* **Entradas de dados**
⟨
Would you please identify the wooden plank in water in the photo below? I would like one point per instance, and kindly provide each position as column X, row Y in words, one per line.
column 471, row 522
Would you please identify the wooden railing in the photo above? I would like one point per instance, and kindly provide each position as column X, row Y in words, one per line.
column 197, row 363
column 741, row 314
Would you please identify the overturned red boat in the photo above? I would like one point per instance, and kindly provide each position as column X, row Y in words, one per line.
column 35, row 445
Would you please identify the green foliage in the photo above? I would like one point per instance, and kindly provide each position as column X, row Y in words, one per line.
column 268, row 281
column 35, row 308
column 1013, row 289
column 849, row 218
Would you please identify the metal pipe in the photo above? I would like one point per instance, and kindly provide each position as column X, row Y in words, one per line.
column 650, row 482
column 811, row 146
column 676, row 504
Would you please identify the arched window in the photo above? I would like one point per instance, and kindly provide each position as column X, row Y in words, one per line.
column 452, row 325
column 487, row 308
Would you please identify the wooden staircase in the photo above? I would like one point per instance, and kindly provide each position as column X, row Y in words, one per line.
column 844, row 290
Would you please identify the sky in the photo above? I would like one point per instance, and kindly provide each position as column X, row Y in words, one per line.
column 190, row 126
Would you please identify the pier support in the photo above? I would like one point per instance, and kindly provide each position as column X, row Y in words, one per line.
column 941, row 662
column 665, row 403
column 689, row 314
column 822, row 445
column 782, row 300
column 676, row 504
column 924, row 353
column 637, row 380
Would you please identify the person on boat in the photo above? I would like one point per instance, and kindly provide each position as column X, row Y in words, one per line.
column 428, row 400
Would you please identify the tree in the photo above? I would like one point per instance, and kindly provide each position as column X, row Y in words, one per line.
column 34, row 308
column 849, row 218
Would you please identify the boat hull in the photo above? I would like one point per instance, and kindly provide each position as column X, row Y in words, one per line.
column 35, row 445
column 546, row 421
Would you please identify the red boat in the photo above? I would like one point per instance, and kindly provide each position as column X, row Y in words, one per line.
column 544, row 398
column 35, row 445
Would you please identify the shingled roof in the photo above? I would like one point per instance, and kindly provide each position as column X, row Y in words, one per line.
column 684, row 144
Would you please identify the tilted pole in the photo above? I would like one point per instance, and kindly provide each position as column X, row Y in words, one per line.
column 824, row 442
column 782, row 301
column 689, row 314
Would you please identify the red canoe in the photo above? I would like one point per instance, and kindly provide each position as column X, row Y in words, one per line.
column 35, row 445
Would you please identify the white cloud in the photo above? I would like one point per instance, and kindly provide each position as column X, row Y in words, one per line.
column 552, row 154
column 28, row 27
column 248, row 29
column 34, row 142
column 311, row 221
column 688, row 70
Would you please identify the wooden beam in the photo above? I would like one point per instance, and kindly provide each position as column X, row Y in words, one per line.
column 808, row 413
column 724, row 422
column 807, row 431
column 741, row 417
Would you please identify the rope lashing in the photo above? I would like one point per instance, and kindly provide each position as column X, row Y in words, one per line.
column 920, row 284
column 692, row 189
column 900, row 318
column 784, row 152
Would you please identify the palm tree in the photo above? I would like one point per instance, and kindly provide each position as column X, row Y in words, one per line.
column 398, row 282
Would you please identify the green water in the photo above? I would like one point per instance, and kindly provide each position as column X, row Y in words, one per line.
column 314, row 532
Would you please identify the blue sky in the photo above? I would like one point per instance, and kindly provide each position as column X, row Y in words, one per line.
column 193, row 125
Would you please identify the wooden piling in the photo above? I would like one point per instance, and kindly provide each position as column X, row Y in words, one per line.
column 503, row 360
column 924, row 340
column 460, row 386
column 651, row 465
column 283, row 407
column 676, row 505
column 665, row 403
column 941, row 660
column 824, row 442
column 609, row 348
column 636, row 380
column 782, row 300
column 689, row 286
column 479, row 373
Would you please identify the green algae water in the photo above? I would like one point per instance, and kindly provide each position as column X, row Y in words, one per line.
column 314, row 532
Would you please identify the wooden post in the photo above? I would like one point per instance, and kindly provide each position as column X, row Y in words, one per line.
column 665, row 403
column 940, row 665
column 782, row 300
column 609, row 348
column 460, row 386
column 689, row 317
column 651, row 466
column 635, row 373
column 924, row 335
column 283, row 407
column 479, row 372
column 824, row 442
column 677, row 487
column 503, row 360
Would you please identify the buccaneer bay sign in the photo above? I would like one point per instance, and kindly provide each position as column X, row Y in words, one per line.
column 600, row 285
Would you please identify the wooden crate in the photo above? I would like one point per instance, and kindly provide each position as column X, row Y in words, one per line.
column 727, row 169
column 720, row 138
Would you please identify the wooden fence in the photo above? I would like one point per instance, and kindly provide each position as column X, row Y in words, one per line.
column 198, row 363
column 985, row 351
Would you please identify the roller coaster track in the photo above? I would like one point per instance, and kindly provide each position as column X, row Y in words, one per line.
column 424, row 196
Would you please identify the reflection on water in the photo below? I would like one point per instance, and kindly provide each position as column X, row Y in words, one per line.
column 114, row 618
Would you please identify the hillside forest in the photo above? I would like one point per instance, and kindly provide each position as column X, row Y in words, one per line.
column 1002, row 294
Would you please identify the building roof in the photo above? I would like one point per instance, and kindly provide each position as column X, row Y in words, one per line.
⟩
* **Descrição da tarefa**
Transcreva, por favor, sem nenhuma alteração, as linhas entre a que contém "Would you please identify the buccaneer" e a que contém "column 1002, row 294", inclusive.

* **Solução**
Would you please identify the buccaneer bay sign in the photo above? I would like one point per instance, and kindly provide each position as column X, row Y in words, one per line.
column 600, row 285
Would you please identify the wooden crate in the photo above? I would like one point per instance, and kindly provide each position as column X, row Y in words, one per line.
column 727, row 169
column 720, row 138
Would you please identify the wooden fence in the photo above? I would like one point per instance, and kindly provide each position as column X, row Y in words, one per line.
column 198, row 363
column 985, row 351
Would you please identify the roller coaster track in the photo above? I would like one point per instance, and kindly provide each position as column X, row Y in words, one per line.
column 424, row 196
Would you please identify the reflection on water in the photo below? I would like one point per instance, and kindly provide each position as column X, row Y in words, one per line.
column 114, row 618
Would you please identify the hillside forest in the photo above? I would like one point per instance, and kindly provide each position as column X, row Y in words, one per line.
column 1002, row 294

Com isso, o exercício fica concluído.